Description of the task: Copy each line below without leaving any out.

Data to process:
━━━━━━━━━━━━━━━━━━━━━━━━━━━━━━

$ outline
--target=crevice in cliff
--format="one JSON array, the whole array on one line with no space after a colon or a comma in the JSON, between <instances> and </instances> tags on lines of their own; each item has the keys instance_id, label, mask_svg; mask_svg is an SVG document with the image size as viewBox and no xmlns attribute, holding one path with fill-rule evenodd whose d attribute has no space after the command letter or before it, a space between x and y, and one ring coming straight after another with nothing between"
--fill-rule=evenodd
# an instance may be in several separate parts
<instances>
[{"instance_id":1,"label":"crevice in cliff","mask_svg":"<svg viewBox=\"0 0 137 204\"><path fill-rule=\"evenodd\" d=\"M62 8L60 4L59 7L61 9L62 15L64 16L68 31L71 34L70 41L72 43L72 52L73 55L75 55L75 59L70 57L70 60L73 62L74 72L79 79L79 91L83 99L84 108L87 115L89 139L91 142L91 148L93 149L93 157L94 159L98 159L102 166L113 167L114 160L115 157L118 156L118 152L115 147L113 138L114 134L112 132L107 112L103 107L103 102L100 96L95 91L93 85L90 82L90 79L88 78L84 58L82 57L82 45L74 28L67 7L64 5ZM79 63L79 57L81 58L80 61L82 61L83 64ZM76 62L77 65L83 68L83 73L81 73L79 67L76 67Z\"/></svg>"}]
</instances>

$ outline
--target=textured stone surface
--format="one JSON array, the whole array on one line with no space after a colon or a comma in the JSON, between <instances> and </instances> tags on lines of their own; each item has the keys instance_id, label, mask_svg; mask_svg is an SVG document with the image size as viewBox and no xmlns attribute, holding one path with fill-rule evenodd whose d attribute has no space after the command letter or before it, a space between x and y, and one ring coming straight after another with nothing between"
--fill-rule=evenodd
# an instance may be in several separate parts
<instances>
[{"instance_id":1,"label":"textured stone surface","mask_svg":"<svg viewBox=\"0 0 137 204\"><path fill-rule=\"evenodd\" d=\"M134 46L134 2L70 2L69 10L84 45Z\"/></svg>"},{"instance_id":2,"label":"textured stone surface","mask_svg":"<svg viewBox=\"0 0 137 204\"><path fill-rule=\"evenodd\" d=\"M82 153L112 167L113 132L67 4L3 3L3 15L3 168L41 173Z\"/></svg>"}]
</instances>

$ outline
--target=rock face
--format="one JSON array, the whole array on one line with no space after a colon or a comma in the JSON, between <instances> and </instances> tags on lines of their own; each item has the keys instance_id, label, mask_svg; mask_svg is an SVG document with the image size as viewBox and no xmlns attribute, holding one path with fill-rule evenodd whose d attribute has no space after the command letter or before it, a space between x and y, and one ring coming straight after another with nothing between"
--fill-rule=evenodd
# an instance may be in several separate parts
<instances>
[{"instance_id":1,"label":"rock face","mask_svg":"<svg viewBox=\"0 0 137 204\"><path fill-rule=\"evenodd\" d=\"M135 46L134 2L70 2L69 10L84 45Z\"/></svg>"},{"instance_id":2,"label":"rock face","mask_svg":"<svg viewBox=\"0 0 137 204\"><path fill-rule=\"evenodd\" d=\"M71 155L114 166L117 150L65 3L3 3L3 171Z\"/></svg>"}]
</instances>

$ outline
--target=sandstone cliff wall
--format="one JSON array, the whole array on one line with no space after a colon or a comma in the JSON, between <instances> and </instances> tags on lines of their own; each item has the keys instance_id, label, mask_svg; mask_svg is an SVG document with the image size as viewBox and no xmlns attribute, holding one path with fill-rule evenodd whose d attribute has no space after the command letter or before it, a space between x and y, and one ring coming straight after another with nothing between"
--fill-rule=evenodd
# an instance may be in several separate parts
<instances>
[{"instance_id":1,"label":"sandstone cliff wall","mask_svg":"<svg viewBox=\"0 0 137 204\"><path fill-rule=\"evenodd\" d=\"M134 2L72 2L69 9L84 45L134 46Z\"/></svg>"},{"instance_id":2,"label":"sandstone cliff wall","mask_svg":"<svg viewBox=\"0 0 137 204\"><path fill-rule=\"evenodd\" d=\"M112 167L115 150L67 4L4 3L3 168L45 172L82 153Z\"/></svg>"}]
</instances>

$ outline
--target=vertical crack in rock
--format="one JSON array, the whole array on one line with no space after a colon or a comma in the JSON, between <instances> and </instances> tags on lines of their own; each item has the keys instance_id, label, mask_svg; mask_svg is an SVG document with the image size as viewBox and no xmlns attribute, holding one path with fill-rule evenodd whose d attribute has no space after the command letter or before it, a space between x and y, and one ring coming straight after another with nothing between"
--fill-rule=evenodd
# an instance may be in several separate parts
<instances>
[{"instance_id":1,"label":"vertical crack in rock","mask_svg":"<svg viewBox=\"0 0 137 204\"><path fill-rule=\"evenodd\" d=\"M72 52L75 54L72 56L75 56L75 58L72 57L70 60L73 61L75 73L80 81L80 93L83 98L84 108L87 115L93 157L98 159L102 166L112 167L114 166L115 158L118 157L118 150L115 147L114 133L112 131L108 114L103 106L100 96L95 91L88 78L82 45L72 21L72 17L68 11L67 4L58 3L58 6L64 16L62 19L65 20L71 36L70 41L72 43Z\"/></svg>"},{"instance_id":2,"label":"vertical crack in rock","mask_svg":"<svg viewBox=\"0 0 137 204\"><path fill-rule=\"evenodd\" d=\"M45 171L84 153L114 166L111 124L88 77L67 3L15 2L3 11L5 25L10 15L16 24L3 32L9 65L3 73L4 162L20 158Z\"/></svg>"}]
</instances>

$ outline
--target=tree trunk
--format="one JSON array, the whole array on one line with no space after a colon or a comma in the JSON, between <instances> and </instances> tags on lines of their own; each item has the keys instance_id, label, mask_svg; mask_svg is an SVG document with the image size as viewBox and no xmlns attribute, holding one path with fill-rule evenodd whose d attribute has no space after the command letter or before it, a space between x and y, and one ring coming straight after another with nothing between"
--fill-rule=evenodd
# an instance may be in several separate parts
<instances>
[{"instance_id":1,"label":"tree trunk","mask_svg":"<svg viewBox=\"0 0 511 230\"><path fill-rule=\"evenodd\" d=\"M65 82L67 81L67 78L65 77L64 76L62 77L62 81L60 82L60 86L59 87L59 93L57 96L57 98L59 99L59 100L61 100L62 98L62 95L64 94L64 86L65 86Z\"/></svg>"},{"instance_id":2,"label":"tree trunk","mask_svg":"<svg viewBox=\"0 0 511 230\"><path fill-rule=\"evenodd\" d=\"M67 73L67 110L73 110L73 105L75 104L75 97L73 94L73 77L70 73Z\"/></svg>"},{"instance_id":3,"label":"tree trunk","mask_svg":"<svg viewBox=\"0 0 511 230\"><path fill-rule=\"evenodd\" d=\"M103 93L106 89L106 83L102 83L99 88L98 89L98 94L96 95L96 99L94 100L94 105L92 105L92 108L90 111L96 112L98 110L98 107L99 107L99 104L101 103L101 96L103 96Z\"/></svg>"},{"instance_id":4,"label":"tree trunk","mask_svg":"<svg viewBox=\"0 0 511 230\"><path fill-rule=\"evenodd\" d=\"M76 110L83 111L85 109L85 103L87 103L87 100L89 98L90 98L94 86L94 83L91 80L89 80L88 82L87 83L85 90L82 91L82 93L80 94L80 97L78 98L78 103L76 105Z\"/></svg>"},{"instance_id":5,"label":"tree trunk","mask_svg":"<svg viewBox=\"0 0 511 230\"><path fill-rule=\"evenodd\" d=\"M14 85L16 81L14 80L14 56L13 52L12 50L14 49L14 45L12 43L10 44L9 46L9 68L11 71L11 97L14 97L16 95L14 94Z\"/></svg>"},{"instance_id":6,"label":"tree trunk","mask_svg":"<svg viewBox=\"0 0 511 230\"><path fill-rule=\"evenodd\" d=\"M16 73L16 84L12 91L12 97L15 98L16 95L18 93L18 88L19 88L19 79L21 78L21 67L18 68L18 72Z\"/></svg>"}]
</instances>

━━━━━━━━━━━━━━━━━━━━━━━━━━━━━━

Answer to the task:
$ outline
--target=crevice in cliff
--format="one JSON array, the whole array on one line with no space after a colon or a comma in the JSON, between <instances> and </instances> tags on lines of their own; each item has the keys instance_id, label, mask_svg; mask_svg is an SVG document with the image size as viewBox and no xmlns attribute, holding one path with fill-rule evenodd whose d attribute has no space after the command letter or before it, a space between x and y, and one ring coming straight after another with nothing between"
--fill-rule=evenodd
# an instance may be in several separate parts
<instances>
[{"instance_id":1,"label":"crevice in cliff","mask_svg":"<svg viewBox=\"0 0 137 204\"><path fill-rule=\"evenodd\" d=\"M62 8L60 4L59 7L61 9L62 15L64 16L68 31L71 34L70 41L72 43L72 52L73 55L75 55L75 59L70 57L70 60L73 62L74 72L79 79L79 91L83 99L84 108L87 115L89 139L91 142L91 148L93 149L93 157L94 159L98 159L102 166L113 167L114 160L115 157L118 156L118 152L115 147L113 138L114 134L112 132L107 112L103 107L103 102L100 96L95 91L93 85L90 82L90 79L88 78L84 58L82 57L82 45L74 28L67 7L64 5ZM79 63L79 57L81 58L80 61L82 61L83 64ZM76 62L77 65L83 68L83 73L81 73L79 67L76 67Z\"/></svg>"}]
</instances>

$ outline
--target=textured stone surface
--format="one JSON array, the whole array on one line with no space after a colon or a comma in the JSON, between <instances> and </instances> tags on lines of their own; each item has the keys instance_id, label, mask_svg; mask_svg is an SVG document with the image size as viewBox and no xmlns attribute, holding one path with fill-rule evenodd whose d attribute has no space after the command letter or before it, a space between x and y, and one ring coming straight after another with nothing between"
--fill-rule=evenodd
# an instance may be in several separate parts
<instances>
[{"instance_id":1,"label":"textured stone surface","mask_svg":"<svg viewBox=\"0 0 137 204\"><path fill-rule=\"evenodd\" d=\"M134 46L134 2L70 2L69 10L84 45Z\"/></svg>"},{"instance_id":2,"label":"textured stone surface","mask_svg":"<svg viewBox=\"0 0 137 204\"><path fill-rule=\"evenodd\" d=\"M82 153L112 167L113 132L67 4L3 3L3 15L3 168L41 173Z\"/></svg>"}]
</instances>

$ outline
--target=rock face
--format="one JSON array, the whole array on one line with no space after a colon or a comma in the JSON, between <instances> and </instances> tags on lines of their own; each item has the keys instance_id, label, mask_svg; mask_svg is an SVG document with the image size as viewBox and no xmlns attribute, holding one path with fill-rule evenodd whose d attribute has no space after the command letter or before it, a space between x and y, and one ring coming straight after another with nothing between"
--fill-rule=evenodd
# an instance may be in several separate parts
<instances>
[{"instance_id":1,"label":"rock face","mask_svg":"<svg viewBox=\"0 0 137 204\"><path fill-rule=\"evenodd\" d=\"M135 46L134 2L70 2L69 10L84 45Z\"/></svg>"},{"instance_id":2,"label":"rock face","mask_svg":"<svg viewBox=\"0 0 137 204\"><path fill-rule=\"evenodd\" d=\"M71 155L114 166L117 150L65 3L3 3L3 171Z\"/></svg>"}]
</instances>

$ outline
--target=sandstone cliff wall
--format="one JSON array, the whole array on one line with no space after a colon or a comma in the JSON, between <instances> and </instances> tags on lines of their own; each item has the keys instance_id, label, mask_svg; mask_svg is an SVG document with the image size as viewBox and no xmlns attribute, holding one path with fill-rule evenodd whose d attribute has no space after the command letter or before it, a space between x and y, and one ring coming straight after another with nothing between"
--fill-rule=evenodd
# an instance may be in several separate parts
<instances>
[{"instance_id":1,"label":"sandstone cliff wall","mask_svg":"<svg viewBox=\"0 0 137 204\"><path fill-rule=\"evenodd\" d=\"M134 2L72 2L69 9L84 45L134 46Z\"/></svg>"},{"instance_id":2,"label":"sandstone cliff wall","mask_svg":"<svg viewBox=\"0 0 137 204\"><path fill-rule=\"evenodd\" d=\"M112 167L115 150L67 4L4 3L3 168L45 172L82 153Z\"/></svg>"}]
</instances>

$ outline
--target=vertical crack in rock
--format="one JSON array, the whole array on one line with no space after a colon or a comma in the JSON, between <instances> and </instances> tags on lines of their own; each item has the keys instance_id, label, mask_svg; mask_svg is an SVG document with the image size as viewBox and no xmlns attribute, holding one path with fill-rule evenodd whose d attribute has no space after the command letter or before it, a space between x and y, and one ring coming straight after another with nothing between"
--fill-rule=evenodd
# an instance may be in several separate parts
<instances>
[{"instance_id":1,"label":"vertical crack in rock","mask_svg":"<svg viewBox=\"0 0 137 204\"><path fill-rule=\"evenodd\" d=\"M72 52L75 54L72 56L75 56L75 58L72 57L70 60L73 61L75 73L80 81L80 93L83 98L84 108L87 115L93 157L98 159L102 166L112 167L114 166L115 158L118 157L118 150L115 147L114 133L112 131L108 114L103 106L100 96L95 91L88 78L82 45L72 21L72 17L68 11L67 4L58 3L58 6L64 16L62 19L65 20L71 36L70 41L72 43Z\"/></svg>"},{"instance_id":2,"label":"vertical crack in rock","mask_svg":"<svg viewBox=\"0 0 137 204\"><path fill-rule=\"evenodd\" d=\"M45 171L84 153L114 166L111 124L88 77L67 3L15 2L3 11L5 25L10 15L16 24L3 32L9 65L3 73L4 162L20 158Z\"/></svg>"}]
</instances>

$ outline
--target=tree trunk
--format="one JSON array, the whole array on one line with no space after a colon or a comma in the JSON, between <instances> and </instances> tags on lines of their own; each item has the keys instance_id, label, mask_svg; mask_svg is an SVG document with the image size as viewBox and no xmlns attribute, holding one path with fill-rule evenodd whose d attribute has no space after the command letter or before it, a space between x and y, and one ring coming straight after another with nothing between"
--fill-rule=evenodd
# an instance may be in several separate parts
<instances>
[{"instance_id":1,"label":"tree trunk","mask_svg":"<svg viewBox=\"0 0 511 230\"><path fill-rule=\"evenodd\" d=\"M65 82L67 81L67 78L65 77L64 76L62 77L62 81L60 82L60 86L59 87L59 93L57 96L57 98L59 99L59 100L61 100L62 98L62 95L64 94L64 86L65 86Z\"/></svg>"},{"instance_id":2,"label":"tree trunk","mask_svg":"<svg viewBox=\"0 0 511 230\"><path fill-rule=\"evenodd\" d=\"M67 73L67 110L73 110L73 105L75 104L75 97L73 94L73 77L70 73Z\"/></svg>"},{"instance_id":3,"label":"tree trunk","mask_svg":"<svg viewBox=\"0 0 511 230\"><path fill-rule=\"evenodd\" d=\"M103 93L106 89L106 83L102 83L99 88L98 89L98 94L96 95L96 99L94 100L94 105L92 105L92 108L90 111L96 112L98 110L98 107L99 107L99 104L101 103L101 96L103 96Z\"/></svg>"},{"instance_id":4,"label":"tree trunk","mask_svg":"<svg viewBox=\"0 0 511 230\"><path fill-rule=\"evenodd\" d=\"M76 110L83 111L85 109L85 103L87 103L87 100L89 98L90 98L94 86L94 83L91 80L89 80L88 82L87 83L85 90L82 91L82 93L80 94L80 97L78 98L78 103L76 105Z\"/></svg>"},{"instance_id":5,"label":"tree trunk","mask_svg":"<svg viewBox=\"0 0 511 230\"><path fill-rule=\"evenodd\" d=\"M14 85L16 81L14 80L14 56L13 52L12 50L14 49L14 45L12 43L10 44L9 46L9 68L11 71L11 97L14 97L16 95L14 94Z\"/></svg>"},{"instance_id":6,"label":"tree trunk","mask_svg":"<svg viewBox=\"0 0 511 230\"><path fill-rule=\"evenodd\" d=\"M16 73L16 84L12 91L12 97L15 98L16 95L18 93L18 88L19 88L19 79L21 78L21 67L18 68L18 72Z\"/></svg>"}]
</instances>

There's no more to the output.